Every line of the data below should be retyped exactly, with no images carried over.

Start of Extracted information

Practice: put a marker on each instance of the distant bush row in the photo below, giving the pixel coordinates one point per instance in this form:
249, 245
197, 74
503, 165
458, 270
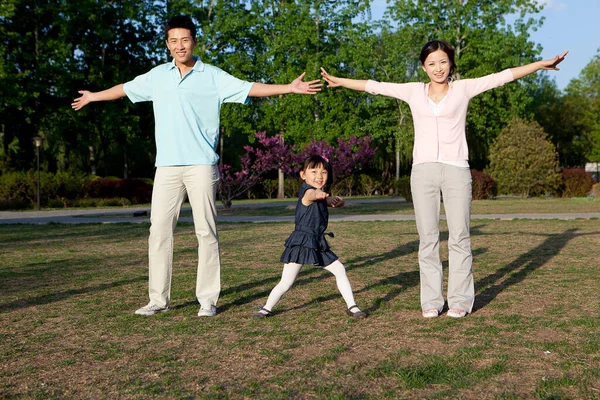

End of Extracted information

Expected output |
Practice: put a marker on each instance of the distant bush row in the photo below, giving the pixel coordinates one point per instance in this form:
249, 245
197, 74
503, 165
458, 270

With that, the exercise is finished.